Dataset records
--- --- ---
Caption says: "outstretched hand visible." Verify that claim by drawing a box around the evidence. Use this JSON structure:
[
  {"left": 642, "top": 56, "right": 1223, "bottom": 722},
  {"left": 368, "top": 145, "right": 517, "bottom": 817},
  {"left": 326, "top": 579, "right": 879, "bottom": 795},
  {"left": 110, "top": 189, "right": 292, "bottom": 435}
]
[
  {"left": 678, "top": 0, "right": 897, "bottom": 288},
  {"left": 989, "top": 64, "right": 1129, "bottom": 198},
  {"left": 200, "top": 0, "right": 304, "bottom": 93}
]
--- --- ---
Given problem =
Update the entries above by replacing "evidence" with "proof" and leaving everything else unchanged.

Reply =
Caption says: "outstretched hand visible." Verify that claim by drawing a box around the proof. Use this JSON structure:
[
  {"left": 642, "top": 56, "right": 1223, "bottom": 722},
  {"left": 368, "top": 145, "right": 517, "bottom": 817},
  {"left": 326, "top": 579, "right": 879, "bottom": 795},
  {"left": 110, "top": 189, "right": 292, "bottom": 435}
]
[
  {"left": 678, "top": 0, "right": 897, "bottom": 288},
  {"left": 989, "top": 64, "right": 1129, "bottom": 198},
  {"left": 200, "top": 0, "right": 304, "bottom": 93}
]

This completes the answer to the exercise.